### WHAT NEEDS TO BE DONE
Repeat the data below exactly, dropping any pictures it holds.

---+---

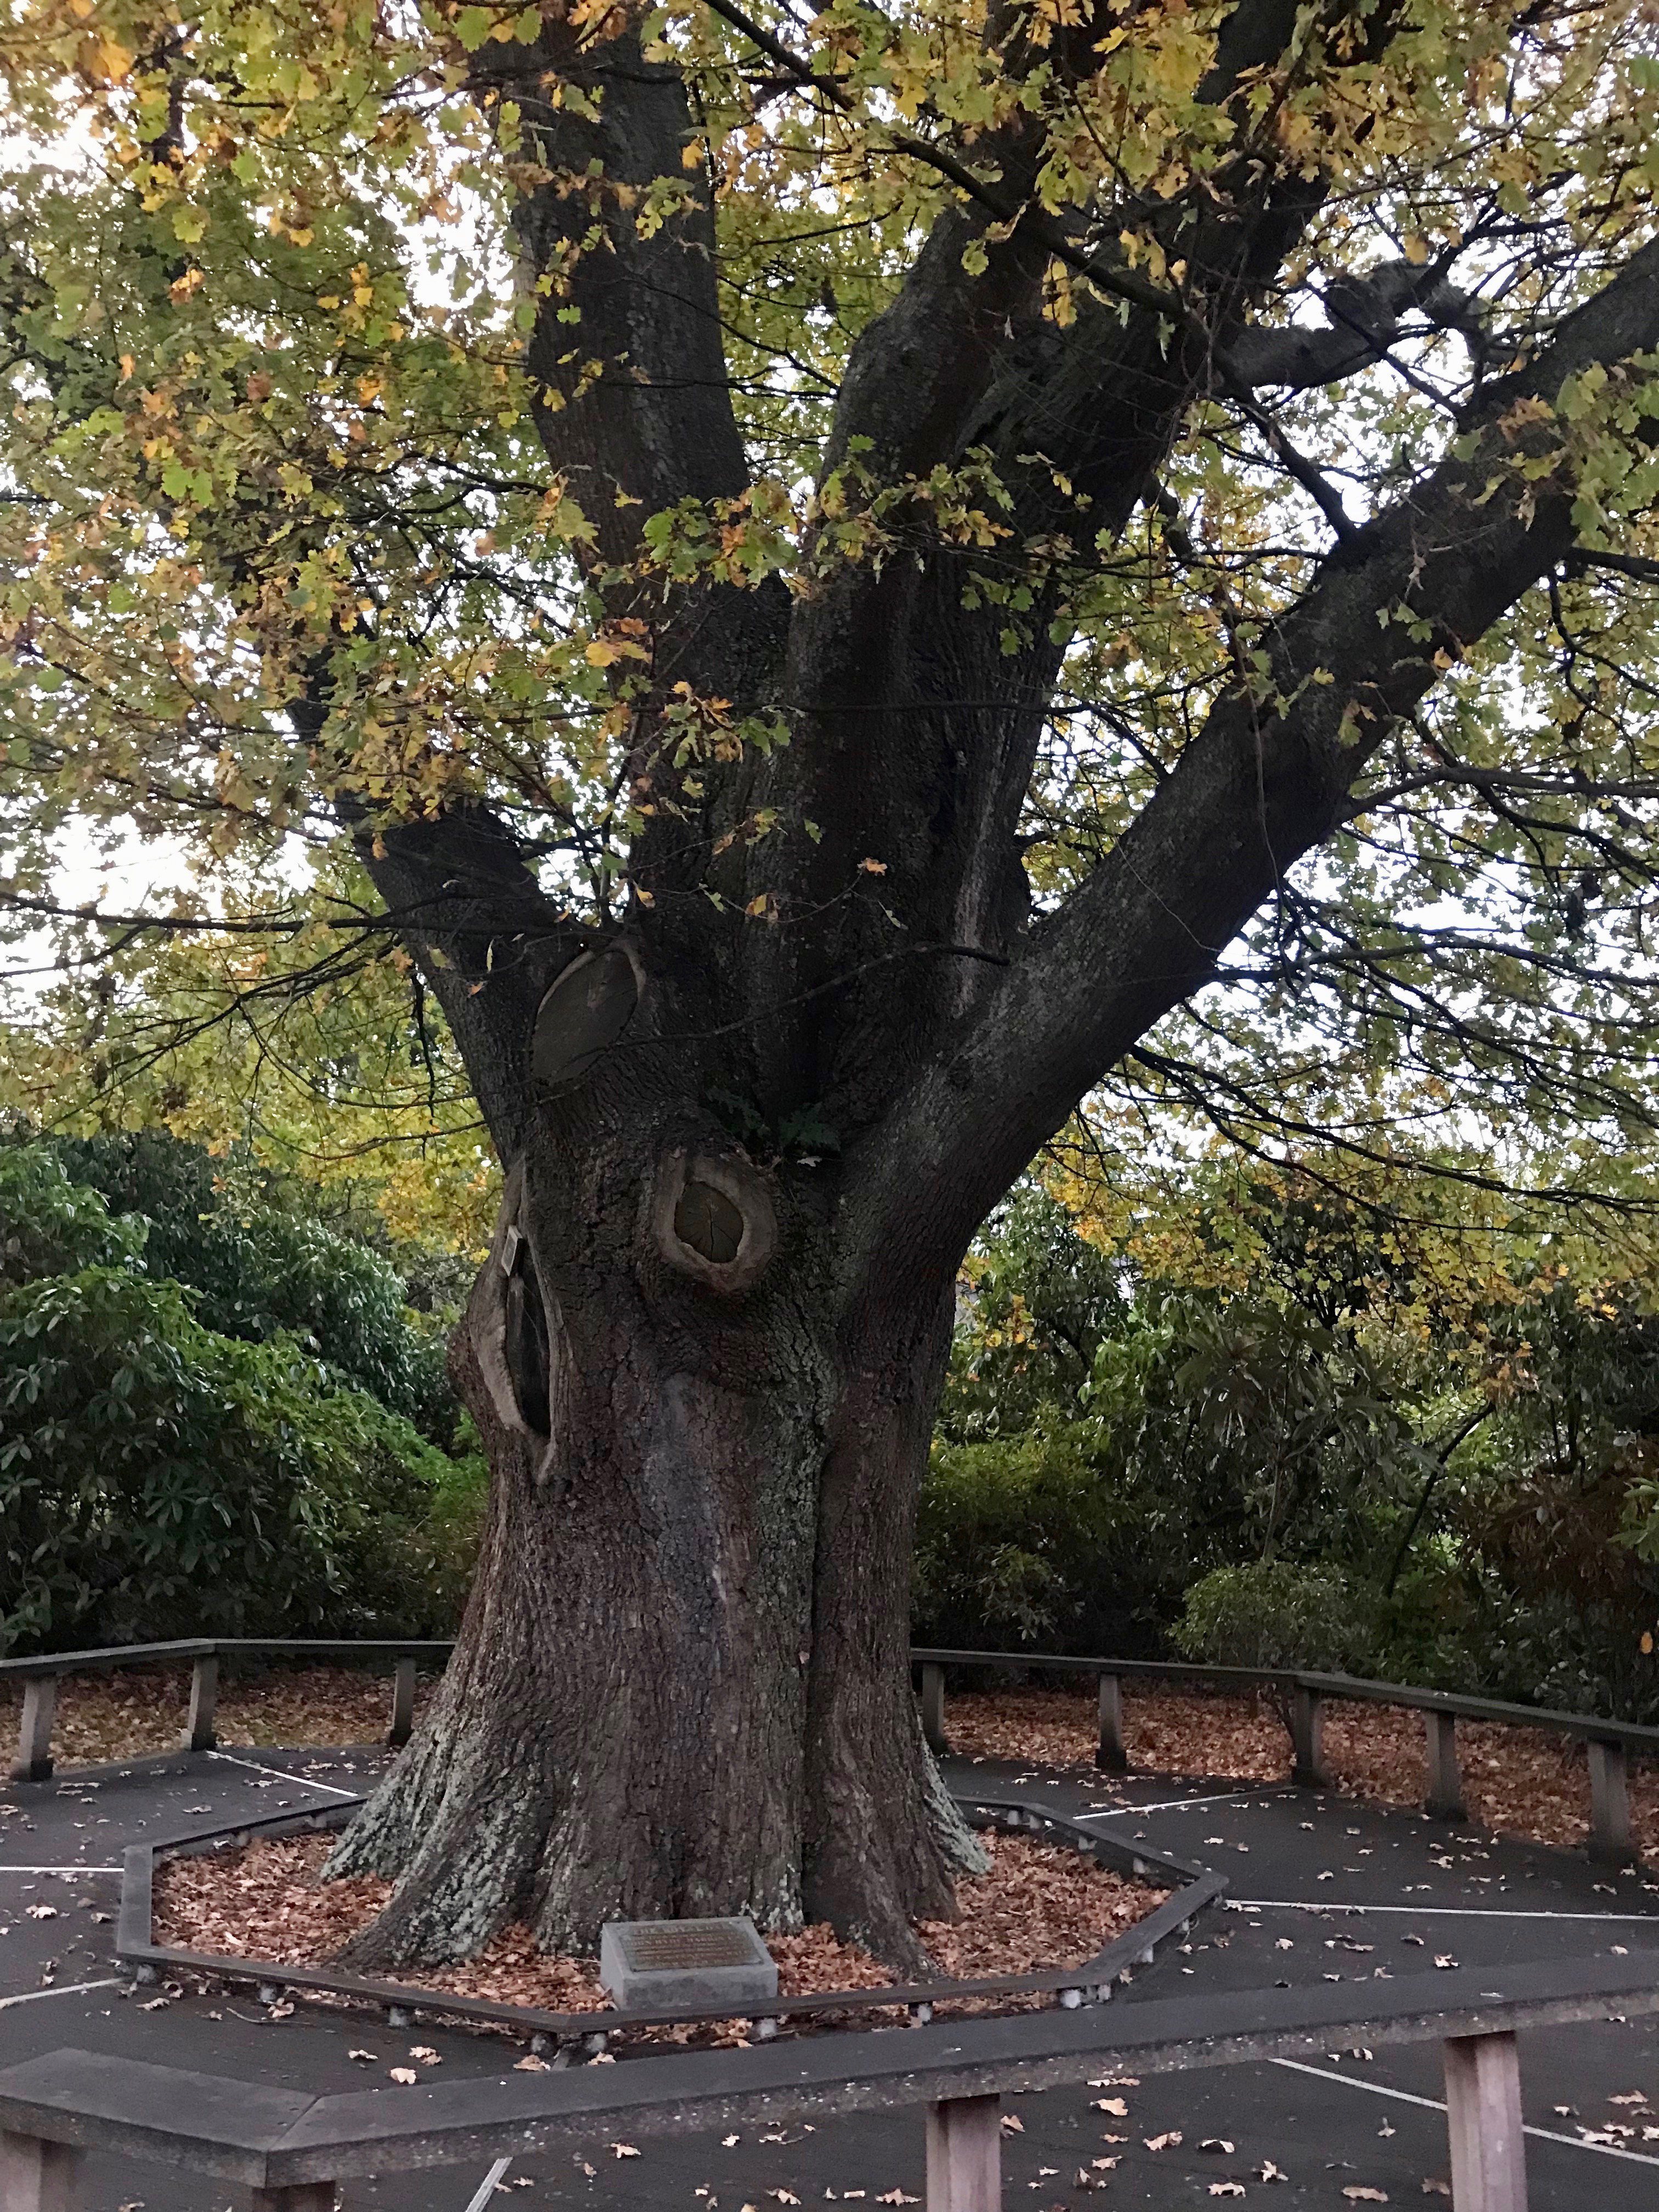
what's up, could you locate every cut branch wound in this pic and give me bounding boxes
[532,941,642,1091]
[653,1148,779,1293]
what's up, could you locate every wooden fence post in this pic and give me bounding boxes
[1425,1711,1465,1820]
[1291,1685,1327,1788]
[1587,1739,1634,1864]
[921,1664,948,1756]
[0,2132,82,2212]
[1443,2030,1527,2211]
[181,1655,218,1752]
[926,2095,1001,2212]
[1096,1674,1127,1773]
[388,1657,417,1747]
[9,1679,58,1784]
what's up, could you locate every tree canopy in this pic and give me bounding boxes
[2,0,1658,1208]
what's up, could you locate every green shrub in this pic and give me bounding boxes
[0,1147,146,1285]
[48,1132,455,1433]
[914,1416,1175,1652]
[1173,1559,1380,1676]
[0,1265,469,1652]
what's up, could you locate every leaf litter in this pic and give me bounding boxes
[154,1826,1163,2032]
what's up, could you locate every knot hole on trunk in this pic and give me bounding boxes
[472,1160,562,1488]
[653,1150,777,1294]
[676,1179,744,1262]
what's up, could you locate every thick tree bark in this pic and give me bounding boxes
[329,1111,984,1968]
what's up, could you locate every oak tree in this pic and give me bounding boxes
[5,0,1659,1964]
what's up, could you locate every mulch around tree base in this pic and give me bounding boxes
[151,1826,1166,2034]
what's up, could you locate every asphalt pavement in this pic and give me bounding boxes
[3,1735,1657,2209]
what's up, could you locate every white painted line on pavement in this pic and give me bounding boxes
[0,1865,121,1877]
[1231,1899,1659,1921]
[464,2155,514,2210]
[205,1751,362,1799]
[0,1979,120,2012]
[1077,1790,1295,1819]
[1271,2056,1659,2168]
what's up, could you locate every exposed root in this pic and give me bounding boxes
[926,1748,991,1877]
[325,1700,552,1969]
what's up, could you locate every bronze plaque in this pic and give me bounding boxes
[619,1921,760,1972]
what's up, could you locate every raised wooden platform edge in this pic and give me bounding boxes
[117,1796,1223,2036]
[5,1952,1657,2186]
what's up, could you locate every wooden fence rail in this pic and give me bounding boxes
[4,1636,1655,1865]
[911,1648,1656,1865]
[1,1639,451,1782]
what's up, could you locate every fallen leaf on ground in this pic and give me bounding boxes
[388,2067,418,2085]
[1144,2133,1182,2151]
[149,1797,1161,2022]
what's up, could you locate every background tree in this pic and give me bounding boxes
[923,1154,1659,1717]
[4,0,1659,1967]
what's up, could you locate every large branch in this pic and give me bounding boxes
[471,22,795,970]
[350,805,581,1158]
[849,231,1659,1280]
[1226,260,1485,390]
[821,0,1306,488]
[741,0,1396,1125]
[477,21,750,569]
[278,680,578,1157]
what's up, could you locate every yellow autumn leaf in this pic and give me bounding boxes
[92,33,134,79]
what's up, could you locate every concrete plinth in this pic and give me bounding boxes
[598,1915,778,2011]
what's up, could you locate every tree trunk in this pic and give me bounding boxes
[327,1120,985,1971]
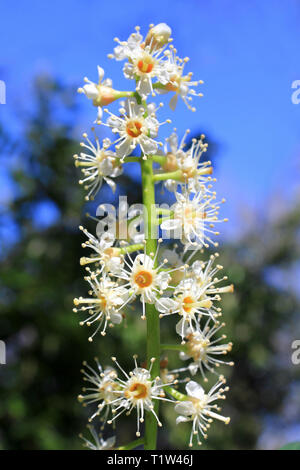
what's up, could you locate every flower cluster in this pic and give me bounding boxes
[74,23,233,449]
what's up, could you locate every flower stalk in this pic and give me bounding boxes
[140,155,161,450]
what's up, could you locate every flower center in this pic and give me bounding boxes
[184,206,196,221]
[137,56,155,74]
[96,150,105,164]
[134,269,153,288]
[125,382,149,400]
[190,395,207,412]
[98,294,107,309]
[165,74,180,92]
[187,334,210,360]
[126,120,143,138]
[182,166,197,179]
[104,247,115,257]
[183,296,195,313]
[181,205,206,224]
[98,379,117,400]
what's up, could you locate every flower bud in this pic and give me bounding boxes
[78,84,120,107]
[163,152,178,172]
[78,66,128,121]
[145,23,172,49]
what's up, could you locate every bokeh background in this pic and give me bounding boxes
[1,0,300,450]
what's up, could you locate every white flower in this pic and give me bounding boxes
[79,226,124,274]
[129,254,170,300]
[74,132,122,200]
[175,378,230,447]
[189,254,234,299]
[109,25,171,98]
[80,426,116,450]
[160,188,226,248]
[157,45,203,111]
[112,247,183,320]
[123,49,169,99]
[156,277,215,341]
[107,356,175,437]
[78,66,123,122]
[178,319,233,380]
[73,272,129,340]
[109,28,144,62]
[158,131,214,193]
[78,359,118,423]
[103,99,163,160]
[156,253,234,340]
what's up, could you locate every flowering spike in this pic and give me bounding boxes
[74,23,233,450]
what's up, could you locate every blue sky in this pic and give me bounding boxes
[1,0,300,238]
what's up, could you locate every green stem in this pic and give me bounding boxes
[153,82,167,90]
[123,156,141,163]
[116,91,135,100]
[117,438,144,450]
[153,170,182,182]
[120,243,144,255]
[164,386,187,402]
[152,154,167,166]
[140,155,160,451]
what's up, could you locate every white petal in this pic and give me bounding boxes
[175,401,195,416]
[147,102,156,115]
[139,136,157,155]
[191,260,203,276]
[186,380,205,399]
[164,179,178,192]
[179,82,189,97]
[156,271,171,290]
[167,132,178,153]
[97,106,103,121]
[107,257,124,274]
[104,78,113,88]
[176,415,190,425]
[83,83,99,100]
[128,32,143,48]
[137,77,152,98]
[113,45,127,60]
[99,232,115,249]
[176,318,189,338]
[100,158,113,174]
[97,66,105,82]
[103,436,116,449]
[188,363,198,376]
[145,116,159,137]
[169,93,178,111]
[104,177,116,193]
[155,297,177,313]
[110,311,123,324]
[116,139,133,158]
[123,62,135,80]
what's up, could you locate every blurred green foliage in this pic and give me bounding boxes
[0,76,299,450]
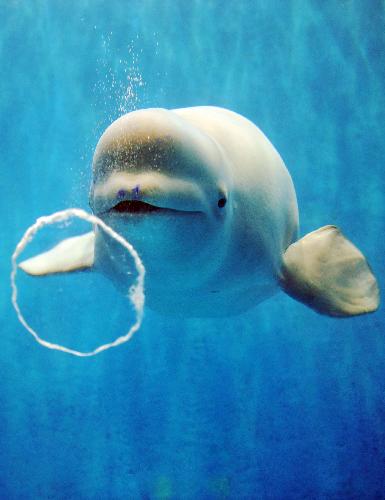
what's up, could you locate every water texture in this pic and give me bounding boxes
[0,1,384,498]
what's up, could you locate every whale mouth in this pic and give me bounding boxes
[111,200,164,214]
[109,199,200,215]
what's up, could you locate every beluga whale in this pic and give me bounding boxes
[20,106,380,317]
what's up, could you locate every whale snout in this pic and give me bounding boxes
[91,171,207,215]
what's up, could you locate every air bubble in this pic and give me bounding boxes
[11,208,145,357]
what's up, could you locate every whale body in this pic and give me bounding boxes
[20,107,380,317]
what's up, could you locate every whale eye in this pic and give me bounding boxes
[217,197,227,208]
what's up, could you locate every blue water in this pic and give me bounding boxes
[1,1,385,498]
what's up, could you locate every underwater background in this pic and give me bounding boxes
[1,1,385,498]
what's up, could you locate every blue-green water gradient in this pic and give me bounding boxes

---+---

### FINISHED EXERCISE
what's up, could you locate every cut branch wound in this pic and give me bounding boxes
[532,941,642,1091]
[653,1148,779,1293]
what's up, could you locate every wooden fence post in this pic and give me bounding boxes
[1425,1711,1465,1820]
[1291,1685,1327,1788]
[1587,1739,1634,1864]
[921,1664,948,1756]
[0,2132,82,2212]
[1443,2030,1527,2211]
[181,1655,218,1752]
[926,2095,1001,2212]
[1096,1674,1127,1773]
[388,1657,417,1747]
[9,1679,58,1784]
what's up, could you locate every tree canopy in this pic and give me bounding boxes
[2,0,1658,1208]
what's up, could you locate every green shrub in this pic and give me bounding boxes
[0,1147,146,1285]
[48,1132,455,1433]
[914,1416,1175,1652]
[1173,1559,1380,1676]
[0,1265,469,1652]
what's up, could you locate every leaf litter in this pic and give me bounding boxes
[154,1826,1163,2032]
what's up, could you locate every knot hole on trunk in this pic and give me bounding boxes
[472,1160,562,1488]
[653,1150,777,1294]
[676,1179,744,1262]
what's up, could you locate every thick tree bark in this pic and give me bounding boxes
[329,1111,984,1968]
what's up, could you locate every oak tree in this pic and give me bounding boxes
[5,0,1659,1964]
what's up, could you locate every mulch around tree base in this pic and give me bounding boxes
[151,1826,1166,2034]
what's up, could you locate every asphalt pavement in this pic and give me bounding boxes
[3,1735,1657,2209]
what's up, could you locate every white painted line on pavement in this pic and give me bounding boxes
[0,1865,121,1877]
[1231,1899,1659,1921]
[464,2155,514,2210]
[205,1751,362,1799]
[0,1979,120,2012]
[1077,1790,1295,1819]
[1271,2056,1659,2168]
what's up, could you locate every exposed root in this pic and give me bounding boxes
[926,1748,991,1877]
[325,1700,552,1969]
what's up, could you locate every bronze plaque in this pic and give me bounding boxes
[619,1921,760,1972]
what's up, could you locate every raised wooden platform edge in this pic and give me bounding boxes
[117,1796,1223,2036]
[5,1952,1657,2186]
what's up, could you locate every wooden fence rail in this pic and give me bounding boxes
[4,1636,1655,1865]
[911,1648,1656,1865]
[1,1639,451,1782]
what's up, could you locate every fallen leaf on ground in this pic and give me bounding boxes
[388,2067,418,2085]
[1144,2133,1182,2151]
[149,1797,1161,2022]
what's up, could you locate every background tree in this pic and give me bounding boxes
[923,1154,1659,1717]
[4,0,1659,1967]
what's up, could you locate every large branch in this pic and give me bounding boxes
[471,22,795,970]
[350,805,581,1158]
[849,231,1659,1280]
[1226,260,1485,390]
[821,0,1306,488]
[741,0,1396,1125]
[477,21,750,569]
[278,680,578,1157]
what's up, could you locate every yellow autumn leaf in this pic and give me bounding boxes
[92,33,134,79]
what's up, could you locate every concrete plinth in this pic and give me bounding boxes
[598,1915,778,2011]
what's up, could you locate every tree trunk in this pic and give me bounding boxes
[327,1120,985,1971]
what's up, could you locate every flower cluster in this pic and give me bounding boxes
[74,23,233,449]
what's up, could you locate every flower stalk in this pic and give me bounding boxes
[140,155,161,450]
what's up, could you locate every flower center in this pic and give me bounding boxes
[184,206,196,221]
[137,56,155,74]
[96,150,105,164]
[134,269,153,288]
[125,382,149,400]
[190,395,207,412]
[98,294,107,309]
[165,74,180,92]
[187,334,210,360]
[126,120,143,138]
[182,166,197,179]
[104,247,115,257]
[183,296,195,313]
[181,205,206,224]
[98,379,117,400]
what's up, could you locate every flower bud in this pic and give me bounding boxes
[78,84,120,107]
[163,152,178,172]
[78,66,128,121]
[145,23,172,49]
what's up, could you locate every bokeh background in this pic and give me bounding boxes
[1,0,300,450]
what's up, could you locate every white flower in this pic and give me bounding boxes
[79,226,124,274]
[129,254,170,300]
[74,132,122,200]
[175,378,230,447]
[189,254,234,299]
[109,25,171,98]
[80,426,116,450]
[160,188,226,248]
[157,45,203,111]
[112,247,183,320]
[123,49,169,99]
[156,277,215,341]
[107,356,175,437]
[78,66,123,122]
[178,319,233,380]
[73,272,129,340]
[109,28,144,62]
[158,131,214,193]
[78,359,118,423]
[103,99,163,160]
[156,253,234,340]
what's up, could you locate every flowering spike in this pic and give me bounding boxes
[74,23,233,450]
what's up, could you locate every blue sky in this pic and give me bounding boxes
[1,0,300,238]
what's up, could you locate every green stem in this pic and give me bounding boxes
[153,82,167,90]
[123,156,141,163]
[116,91,135,100]
[117,438,144,450]
[153,170,182,182]
[120,243,144,255]
[164,386,187,402]
[152,154,167,166]
[140,155,160,451]
what's up, could you locate every white petal in this pic and give me bounding boxes
[175,401,195,416]
[147,102,156,115]
[139,136,157,155]
[191,260,203,276]
[186,380,205,399]
[164,179,178,192]
[179,82,189,97]
[156,271,171,290]
[167,132,178,153]
[97,106,103,121]
[107,257,124,274]
[104,78,113,88]
[176,415,190,425]
[83,83,99,100]
[128,32,143,48]
[137,77,152,98]
[113,45,127,60]
[99,232,115,249]
[176,318,189,338]
[100,158,113,174]
[97,66,105,82]
[103,436,116,449]
[188,363,198,376]
[145,116,159,137]
[169,93,178,111]
[104,177,116,193]
[155,297,177,313]
[110,311,123,324]
[116,139,133,158]
[123,62,135,80]
what's up, could you locate every blurred green foliage in this pic and give me bounding boxes
[0,76,299,450]
what's up, could you locate every water texture in this pic and give me bounding boxes
[0,1,384,498]
what's up, could you locate every whale mouth in this pic and give me bounding boxes
[111,200,164,214]
[109,199,200,215]
what's up, could you locate every beluga whale in this pic and give me bounding boxes
[20,106,380,317]
what's up, could you locate every whale snout in this pic and give me bounding boxes
[91,171,207,215]
what's up, could you locate every air bubble in this pic and give me bounding boxes
[11,208,145,357]
what's up, could you locate every whale body in this pic and give me bounding boxes
[20,107,380,317]
what's up, could you locate every whale eye in this pic and give me bounding boxes
[217,197,227,208]
what's up, could you locate every blue water in this pic and give me bounding boxes
[1,1,385,498]
what's up, could you locate every underwater background in this pic and give me bounding boxes
[1,1,385,498]
what's up, could you locate every blue-green water gradient in this pic and give me bounding boxes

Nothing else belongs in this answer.